> DIRECTIONS
• 1. According to the commentary on Iran and the 2007 NIE, when did most of the nearly identical versions of Epstein's article appear?
• 2. Continue the commentary on Iran and the 2007 NIE from its final sentence.

> TEXT BLOCK
....

Epstein’s suggestions that we know something quite different about Iran today (and perhaps even when the NIE was written) and that the “CIA got it wrong,” is not supported by the facts. Epstein states,


Unfortunately, as the Obama administration has now acknowledged, the NIE's conclusion was dead wrong, costing us precious time in dealing with a serious threat.


The Obama Administration has made public statements quite different from what Epstein suggests, and those statements are in accord with the 2007 NIE. (See http://www.campaigniran.org/casmii/index.php?q=node/9097)


Epstein has been riding a hobbyhorse on Iran for years. In fact the Wall Street Journal article has appeared in several publications, virtually identical to the one referred to here, most of them in June and July of 2007. He is convinced that, “Taken together [his evidence]…these efforts added up an inescapable conclusion: Iran was going nuclear.”


We do have evidence of Iran’s nuclear energy program proceeding. Tehran has made claims, some of them outrageous (such that it will have fusion energy within a few years) but what is the likelihood of a nuclear weapons program being viable.


There has never been any scientific “secret” to the atomic bomb, except the crucial secret, revealed at Hiroshima and Nagasaki, that such a weapon would work.
There were engineering and industrial secrets, of course – how to manufacture filters that would efficiently separate the [uranium isotopes], for example; how to separate plutonium chemically from irradiated uranium; how to compose and shape explosive lenses – and these secrets continue quite properly to be protected.


The above quote is from Richard Rhodes, “Introduction” (1992).to Robert Serber(1943.) The Los Alamos Primer,Berkeley, CA: The University of California Press, p. xii.


Fareed Zakaria, on his program GPS (“Sanctions”. Fareed Zakaria (August 8, 2010) CNN GPS) argues that


Two months ago, the UN security council imposed what President Obama called "the toughest sanctions ever faced by Iran. But are those sanctions working?


Not according to Iranian President Ahmadinejad.


But then why are countries, including some of Iran's trading partners, following America's lead and tightening the screws on Iran? And what effect will that have?


[http://www.cnn.com/video/#/video/world/2010/08/08/gps.what.in.the.world.8.08.cnn]


Producing intelligence is not the same as investigative reporting. Many sources are tapped to gather data (not information. They are different.) Professionals with years of pertinent experience, assemble the data and perform analyses for policymakers. Finally the compiled intelligence is disseminated to consumers (the policymakers) who will, undoubtedly cherry-pick conclusions that agree with agendas and current perceptions. I know this is true. It has happened to me.

....

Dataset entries

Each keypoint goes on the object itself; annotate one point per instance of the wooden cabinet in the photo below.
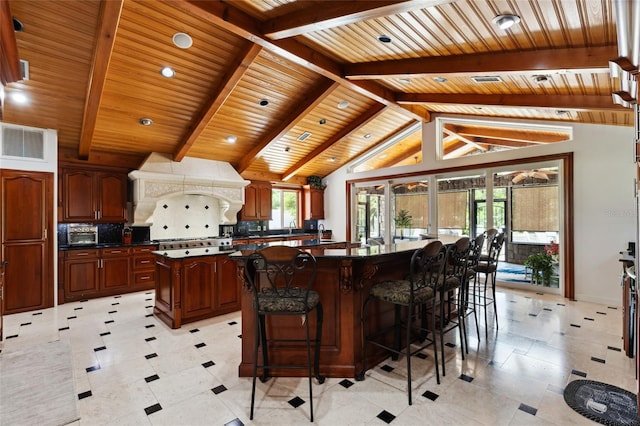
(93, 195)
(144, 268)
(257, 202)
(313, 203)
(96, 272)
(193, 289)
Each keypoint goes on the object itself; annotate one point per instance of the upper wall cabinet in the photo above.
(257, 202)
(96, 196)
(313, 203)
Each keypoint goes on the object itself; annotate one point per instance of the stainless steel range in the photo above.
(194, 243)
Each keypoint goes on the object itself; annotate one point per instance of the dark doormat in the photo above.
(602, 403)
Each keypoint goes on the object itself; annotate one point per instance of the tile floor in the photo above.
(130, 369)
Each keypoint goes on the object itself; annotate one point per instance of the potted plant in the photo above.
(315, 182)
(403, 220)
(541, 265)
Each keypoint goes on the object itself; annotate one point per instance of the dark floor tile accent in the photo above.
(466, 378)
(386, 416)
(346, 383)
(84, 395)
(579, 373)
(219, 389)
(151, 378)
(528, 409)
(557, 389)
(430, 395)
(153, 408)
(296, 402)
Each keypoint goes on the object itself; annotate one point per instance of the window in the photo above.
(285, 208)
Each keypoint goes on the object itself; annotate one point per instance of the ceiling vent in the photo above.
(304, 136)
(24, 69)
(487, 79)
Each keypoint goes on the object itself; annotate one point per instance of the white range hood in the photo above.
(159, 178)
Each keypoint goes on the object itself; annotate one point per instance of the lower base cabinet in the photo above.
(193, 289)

....

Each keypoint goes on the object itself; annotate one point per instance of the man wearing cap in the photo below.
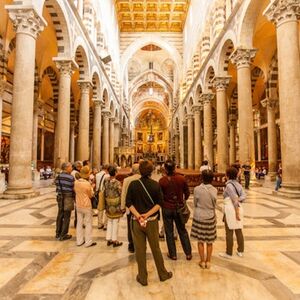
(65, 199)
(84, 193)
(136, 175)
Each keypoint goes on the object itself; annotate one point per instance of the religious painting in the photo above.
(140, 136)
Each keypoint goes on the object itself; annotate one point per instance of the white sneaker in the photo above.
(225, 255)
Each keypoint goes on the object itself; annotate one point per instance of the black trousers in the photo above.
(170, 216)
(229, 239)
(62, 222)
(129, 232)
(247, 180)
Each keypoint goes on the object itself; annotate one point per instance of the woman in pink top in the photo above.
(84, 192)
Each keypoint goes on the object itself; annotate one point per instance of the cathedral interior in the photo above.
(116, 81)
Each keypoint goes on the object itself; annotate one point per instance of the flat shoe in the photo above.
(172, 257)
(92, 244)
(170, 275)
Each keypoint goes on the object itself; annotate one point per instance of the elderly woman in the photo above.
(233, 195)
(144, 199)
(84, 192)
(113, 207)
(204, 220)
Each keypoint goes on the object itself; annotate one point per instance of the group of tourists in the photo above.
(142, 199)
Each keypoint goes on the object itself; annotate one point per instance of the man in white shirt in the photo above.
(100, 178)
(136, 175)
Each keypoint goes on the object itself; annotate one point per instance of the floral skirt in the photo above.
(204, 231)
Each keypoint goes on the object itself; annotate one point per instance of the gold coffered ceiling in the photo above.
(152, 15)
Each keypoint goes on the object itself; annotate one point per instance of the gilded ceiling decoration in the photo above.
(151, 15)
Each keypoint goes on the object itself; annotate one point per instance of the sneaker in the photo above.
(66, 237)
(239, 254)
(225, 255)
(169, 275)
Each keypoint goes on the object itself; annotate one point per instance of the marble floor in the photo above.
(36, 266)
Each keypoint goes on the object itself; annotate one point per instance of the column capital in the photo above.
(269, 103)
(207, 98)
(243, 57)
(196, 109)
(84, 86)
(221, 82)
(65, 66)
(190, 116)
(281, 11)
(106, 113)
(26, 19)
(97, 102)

....

> SET OF ANSWERS
• 1. Most of them appeared in June and July of 2007.

• 2.
The costs in resources, facilities, and brainpower to develop nuclear weapons is enormous. Even with a set of plans handed over personally from Pakistan, Iran would find it very difficult to construct a working nuclear weapon. But other resources, also expensive and quite detectable, are required, such as a means of delivery of a weapon. These efforts can be detected far earlier than the detection of a nuclear arsenal.


It is in Israel’s interest that the U.S. policy assumes that Iran is hell-bent on developing a credible nuclear threat. It would follow that the U.S. would be the “deep pockets” of resources to eradicate such a threat. But Israeli policymakers are no less intelligent that American ones. Why would Israel be so concerned about such a program.


No country can afford to ignore a threat of even low credibility. No country can afford to ignore the threat of a threat. At the very least by announcing a nuclear program Iran gets a better chance at a place at the table. Its threats are not totally empty. Should Iran acquire even a very-low efficiency weapon then no city could afford to ignore an Iranian threat. It’s leverage. And in the world of geopolitics leverage may be even more important that possession of a working bomb.
Epstein has published this article in at least 5 different publications . He is an investigative reporter, still riding his hobbyhorse on the Warren commission Report. The article contains a number of misstatements and idiosyncratic presumptions and conclusions.